TEXTAUSZUG.
..............................
Hochbegabung verstehen

Kita

Wann sind Intelligenztests im Kita-Alter sinnvoll?

Manchmal sehen sich Eltern und pädagogische Fachkräfte in Kitas mit unterschiedlichen Herausforderungen konfrontiert, die es sinnvoll erscheinen lassen, ergänzend zu pädagogischen Beobachtungsverfahren, eine psychologische Diagnostik durchzuführen.

Von: Christine Koop


Die systematische Beobachtung und Dokumentation der Entwicklung eines Kindes helfen frühpädagogischen Fachkräften dabei, individuelle Lernbedürfnisse und Interessen eines Kindes zu erfassen und in der Kita im Rahmen der Förderung pädagogisch darauf zu reagieren. Oft ist dieses Vorgehen im Kita-Alter ausreichend. Doch manchmal sehen sich Eltern und Fachkräfte mit Herausforderungen konfrontiert, die es sinnvoll erscheinen lassen, ergänzend eine psychologische Diagnostik durchzuführen. Das kann etwa dann der Fall sein, wenn es sehr unterschiedliche Einschätzungen zu den Fähigkeiten des Kindes gibt, wenn sich die Frage nach dem richtigen Einschulungszeitpunkt stellt oder das Kind sich über einen längeren Zeitraum in der Kita nicht wohl fühlt bzw. Verhalten zeigt, das Eltern oder Fachkräften Sorge bereitet.

Die Fragestellung beeinflusst die Auswahl des diagnostischen Verfahrens

Wenn im Zusammenhang mit Hochbegabung von psychologischer Diagnostik gesprochen wird, denken viele an Intelligenztests. Diese sind sicher auch ein sehr wichtiges Instrument, insbesondere wenn es um die Feststellung einer hohen kognitiven Begabung geht. Aber psychologische Diagnostik kann mehr: Sie kann beispielsweise bei den genannten Fragestellungen auch helfen, neben der intellektuellen Entwicklung weitere Merkmale des Kindes (z. B. Aufmerksamkeit und Konzentrationsfähigkeit, Ängstlichkeit) einzuordnen oder mehr darüber herauszufinden, wie das Kind seine sozialen Beziehungen in der Familie oder zu Fachkräften und anderen Kindern in der Kita erlebt.

Wichtig ist jedoch – und das gilt auch, wenn es „nur“ um eine Intelligenzdiagnostik geht –, dass es hierzu einer einzugrenzenden Fragestellung bedarf. Nur unter dieser Voraussetzung können durch den/die Psycholog:in geeignete Verfahren ausgewählt und die Ergebnisse des Kindes in den Tests mit Bezug auf die dem Test zugrunde liegende Frage oder eine anstehende Entscheidung sinnvoll bewertet werden.
..............................
[Gespeicherte Dateneinträge]
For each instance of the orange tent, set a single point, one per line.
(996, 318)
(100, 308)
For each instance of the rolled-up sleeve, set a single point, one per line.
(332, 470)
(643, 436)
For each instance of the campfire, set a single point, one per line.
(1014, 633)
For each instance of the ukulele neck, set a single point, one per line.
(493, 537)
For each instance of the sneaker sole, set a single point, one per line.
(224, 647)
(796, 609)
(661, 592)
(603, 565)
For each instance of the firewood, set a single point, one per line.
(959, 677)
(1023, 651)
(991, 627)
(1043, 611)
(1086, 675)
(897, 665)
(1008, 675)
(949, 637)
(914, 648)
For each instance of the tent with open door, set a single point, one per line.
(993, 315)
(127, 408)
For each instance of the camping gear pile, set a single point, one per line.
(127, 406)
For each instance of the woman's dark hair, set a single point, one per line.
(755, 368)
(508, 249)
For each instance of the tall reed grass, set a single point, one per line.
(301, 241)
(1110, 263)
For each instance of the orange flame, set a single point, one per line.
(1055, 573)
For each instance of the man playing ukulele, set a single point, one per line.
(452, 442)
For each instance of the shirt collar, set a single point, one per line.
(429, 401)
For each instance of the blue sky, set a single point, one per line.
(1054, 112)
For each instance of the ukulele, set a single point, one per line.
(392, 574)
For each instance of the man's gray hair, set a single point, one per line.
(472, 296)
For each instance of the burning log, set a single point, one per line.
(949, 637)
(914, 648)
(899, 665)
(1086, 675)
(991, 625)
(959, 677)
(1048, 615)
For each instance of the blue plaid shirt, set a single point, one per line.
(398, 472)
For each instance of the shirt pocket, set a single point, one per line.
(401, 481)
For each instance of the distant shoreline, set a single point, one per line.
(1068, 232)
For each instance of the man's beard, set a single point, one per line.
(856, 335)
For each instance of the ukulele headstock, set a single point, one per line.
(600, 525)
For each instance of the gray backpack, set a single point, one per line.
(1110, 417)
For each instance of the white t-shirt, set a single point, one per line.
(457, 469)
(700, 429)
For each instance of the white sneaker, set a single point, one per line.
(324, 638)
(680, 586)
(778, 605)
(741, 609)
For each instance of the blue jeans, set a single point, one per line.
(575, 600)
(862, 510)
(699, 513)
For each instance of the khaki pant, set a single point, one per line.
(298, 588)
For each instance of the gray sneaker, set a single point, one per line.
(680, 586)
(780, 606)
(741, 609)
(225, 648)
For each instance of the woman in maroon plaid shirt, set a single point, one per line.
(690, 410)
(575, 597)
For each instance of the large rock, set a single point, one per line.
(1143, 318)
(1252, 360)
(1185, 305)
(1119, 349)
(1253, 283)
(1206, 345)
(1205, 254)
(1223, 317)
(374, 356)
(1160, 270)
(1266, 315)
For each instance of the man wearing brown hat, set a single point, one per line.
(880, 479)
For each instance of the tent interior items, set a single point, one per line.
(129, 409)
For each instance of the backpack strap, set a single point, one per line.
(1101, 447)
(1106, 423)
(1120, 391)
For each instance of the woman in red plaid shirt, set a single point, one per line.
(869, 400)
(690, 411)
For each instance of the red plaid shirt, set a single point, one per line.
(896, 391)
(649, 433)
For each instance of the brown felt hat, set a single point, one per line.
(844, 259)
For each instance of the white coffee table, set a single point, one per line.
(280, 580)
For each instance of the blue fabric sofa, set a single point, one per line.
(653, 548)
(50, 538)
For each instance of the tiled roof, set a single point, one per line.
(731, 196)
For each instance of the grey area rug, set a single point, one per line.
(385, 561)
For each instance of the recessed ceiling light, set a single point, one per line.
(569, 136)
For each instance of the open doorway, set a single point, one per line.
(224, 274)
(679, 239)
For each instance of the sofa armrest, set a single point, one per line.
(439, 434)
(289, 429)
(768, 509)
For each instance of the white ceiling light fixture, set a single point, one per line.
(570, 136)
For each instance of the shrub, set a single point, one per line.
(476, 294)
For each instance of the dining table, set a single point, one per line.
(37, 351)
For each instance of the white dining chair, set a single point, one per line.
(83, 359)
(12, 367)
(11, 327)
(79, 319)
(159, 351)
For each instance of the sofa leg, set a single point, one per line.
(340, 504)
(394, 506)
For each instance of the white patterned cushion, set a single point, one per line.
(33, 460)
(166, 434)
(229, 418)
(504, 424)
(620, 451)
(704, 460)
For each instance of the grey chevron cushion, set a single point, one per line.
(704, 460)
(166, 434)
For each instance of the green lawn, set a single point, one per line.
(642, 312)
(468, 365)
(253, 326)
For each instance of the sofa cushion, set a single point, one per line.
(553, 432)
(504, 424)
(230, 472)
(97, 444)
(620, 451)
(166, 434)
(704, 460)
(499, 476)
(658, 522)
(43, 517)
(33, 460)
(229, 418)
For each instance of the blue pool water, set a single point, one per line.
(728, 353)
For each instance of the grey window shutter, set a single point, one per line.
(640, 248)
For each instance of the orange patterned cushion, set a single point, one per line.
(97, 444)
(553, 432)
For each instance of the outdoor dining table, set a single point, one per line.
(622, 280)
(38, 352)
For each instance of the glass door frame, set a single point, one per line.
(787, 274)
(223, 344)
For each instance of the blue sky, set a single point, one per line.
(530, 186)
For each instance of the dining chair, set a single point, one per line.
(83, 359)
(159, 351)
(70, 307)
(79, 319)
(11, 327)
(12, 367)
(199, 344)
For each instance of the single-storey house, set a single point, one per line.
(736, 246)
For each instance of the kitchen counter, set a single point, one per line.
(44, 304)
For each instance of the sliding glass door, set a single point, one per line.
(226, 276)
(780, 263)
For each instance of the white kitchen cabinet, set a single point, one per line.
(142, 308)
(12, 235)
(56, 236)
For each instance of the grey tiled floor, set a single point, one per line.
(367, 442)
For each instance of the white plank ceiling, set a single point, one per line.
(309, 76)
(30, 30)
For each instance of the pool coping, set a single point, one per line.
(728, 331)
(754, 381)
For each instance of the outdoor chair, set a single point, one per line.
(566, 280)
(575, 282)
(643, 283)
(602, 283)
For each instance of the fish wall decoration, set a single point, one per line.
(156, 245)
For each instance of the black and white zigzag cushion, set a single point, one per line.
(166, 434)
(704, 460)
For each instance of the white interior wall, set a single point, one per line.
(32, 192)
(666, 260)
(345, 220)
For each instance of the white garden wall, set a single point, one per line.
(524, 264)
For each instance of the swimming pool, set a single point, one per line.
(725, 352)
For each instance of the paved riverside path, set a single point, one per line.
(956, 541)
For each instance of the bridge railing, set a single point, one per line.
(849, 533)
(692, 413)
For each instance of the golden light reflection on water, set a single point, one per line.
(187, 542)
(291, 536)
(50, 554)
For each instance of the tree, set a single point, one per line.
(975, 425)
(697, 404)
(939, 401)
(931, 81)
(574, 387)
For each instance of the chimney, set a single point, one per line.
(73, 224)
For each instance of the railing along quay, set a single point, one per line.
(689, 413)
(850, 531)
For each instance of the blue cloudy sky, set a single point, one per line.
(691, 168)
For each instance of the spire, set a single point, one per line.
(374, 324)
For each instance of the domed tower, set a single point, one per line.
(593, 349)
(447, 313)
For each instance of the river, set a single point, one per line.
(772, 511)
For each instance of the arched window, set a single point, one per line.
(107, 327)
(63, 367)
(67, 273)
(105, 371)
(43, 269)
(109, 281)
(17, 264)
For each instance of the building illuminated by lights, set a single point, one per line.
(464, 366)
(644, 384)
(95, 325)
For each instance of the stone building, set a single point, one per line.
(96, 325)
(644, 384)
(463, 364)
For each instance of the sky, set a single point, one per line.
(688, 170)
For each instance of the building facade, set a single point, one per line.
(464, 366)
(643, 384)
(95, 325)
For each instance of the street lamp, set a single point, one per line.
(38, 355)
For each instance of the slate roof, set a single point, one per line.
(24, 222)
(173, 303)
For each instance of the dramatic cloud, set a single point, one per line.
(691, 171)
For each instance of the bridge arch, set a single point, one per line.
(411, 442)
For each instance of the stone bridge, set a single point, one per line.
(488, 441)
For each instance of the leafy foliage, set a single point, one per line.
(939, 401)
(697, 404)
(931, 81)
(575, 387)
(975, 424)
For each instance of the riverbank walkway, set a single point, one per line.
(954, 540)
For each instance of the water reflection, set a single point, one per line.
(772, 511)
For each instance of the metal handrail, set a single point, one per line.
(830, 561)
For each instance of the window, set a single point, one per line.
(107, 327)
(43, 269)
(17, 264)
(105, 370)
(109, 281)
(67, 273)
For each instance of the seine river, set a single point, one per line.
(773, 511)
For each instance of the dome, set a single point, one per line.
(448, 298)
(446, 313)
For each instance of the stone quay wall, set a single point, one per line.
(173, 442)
..............................
AUFGABEN ZUM TEXT.
[a] Prüfen Sie, ob die folgenden Aussagen mit dem Text über Intelligenztests im Kita-Alter übereinstimmen, und belegen Sie jede Antwort mit einem wörtlichen Zitat: (i) Systematische Beobachtung reicht im Kita-Alter oft aus. (ii) Eine einzugrenzende Fragestellung ist bei einer reinen Intelligenzdiagnostik nicht erforderlich. (iii) Psychologische Diagnostik kann auch helfen, die Ängstlichkeit eines Kindes einzuordnen.
[b] Zitieren Sie aus dem Text über Intelligenztests im Kita-Alter den Abschnitt von „Wenn im Zusammenhang“ bis einschließlich „der Kita erlebt.“.
[c] Setzen Sie den Text über Intelligenztests im Kita-Alter im Anschluss an seinen letzten Satz fort.
Die Zeilen werden für die Bearbeitung nicht benötigt.

LÖSUNGEN.
[a]
(i) Ja: »Oft ist dieses Vorgehen im Kita-Alter ausreichend.«
(ii) Nein: »und das gilt auch, wenn es „nur“ um eine Intelligenzdiagnostik geht –, dass es hierzu einer einzugrenzenden Fragestellung bedarf«
(iii) Ja: »weitere Merkmale des Kindes (z. B. Aufmerksamkeit und Konzentrationsfähigkeit, Ängstlichkeit) einzuordnen«

[b]
Wenn im Zusammenhang mit Hochbegabung von psychologischer Diagnostik gesprochen wird, denken viele an Intelligenztests. Diese sind sicher auch ein sehr wichtiges Instrument, insbesondere wenn es um die Feststellung einer hohen kognitiven Begabung geht. Aber psychologische Diagnostik kann mehr: Sie kann beispielsweise bei den genannten Fragestellungen auch helfen, neben der intellektuellen Entwicklung weitere Merkmale des Kindes (z. B. Aufmerksamkeit und Konzentrationsfähigkeit, Ängstlichkeit) einzuordnen oder mehr darüber herauszufinden, wie das Kind seine sozialen Beziehungen in der Familie oder zu Fachkräften und anderen Kindern in der Kita erlebt.

[c]
Wer führt Intelligenztests durch?

Sowohl die Durchführung als auch die Auswertung und Interpretation von Intelligenztests erfordern spezifische Kompetenzen. Deshalb sollten diese Verfahren nur durch Psycholog:innen oder andere speziell qualifizierte Berufsgruppen (z. B. Psychotherapeut:innen, Sonderpädagog:innen) angewendet werden. Ratsuchende finden beispielsweise in der Beratungsstellendatenbank des Fachportals Hochbegabung der Karg-Stiftung im Thema Hochbegabung erfahrene Beratungsstellen, die auch Intelligenzdiagnostik anbieten.

Kind bei einem Test
Bild: iStock/SDI Productions

Ab welchem Alter sind Intelligenztests möglich?

Die Erfassung der kognitiven Leistungsfähigkeit mittels Intelligenztests ist ab einem Alter von zweieinhalb Jahren grundsätzlich möglich. Das heißt, es gibt Tests für dieses Alter und diese messen auch bei korrekter Anwendung zuverlässig den intellektuellen Entwicklungsstand eines Kindes. Dabei gilt es aber zu beachten, dass die in diesem Alter gemessenen Werte nicht sehr stabil sind, was ihre Vorhersagekraft für die weitere Entwicklung des Kindes stark einschränkt. Anhand einer Einmaltestung können daher nur sehr begrenzt Aussagen zu späteren Entwicklungsverläufen gemacht werden. Wenn sich also im Alter von knapp fünf Jahren für ein Kind die Frage nach einer vorzeitigen Einschulung stellt, sollte für diese Entscheidung nicht das Ergebnis eines Tests herangezogen werden, den das Kind im Alter von drei Jahren absolvierte. Im Allgemeinen wird daher dazu geraten, mit einer Intelligenztestung mindestens bis zum Vorschulalter abzuwarten. Ab diesem Zeitpunkt sind die Testungen aussagefähiger für die weitere Entwicklung des Kindes, wobei auch in diesem Alter keine langfristigen Prognosen (z. B. zum Schulerfolg in der weiterführenden Schule) möglich sind.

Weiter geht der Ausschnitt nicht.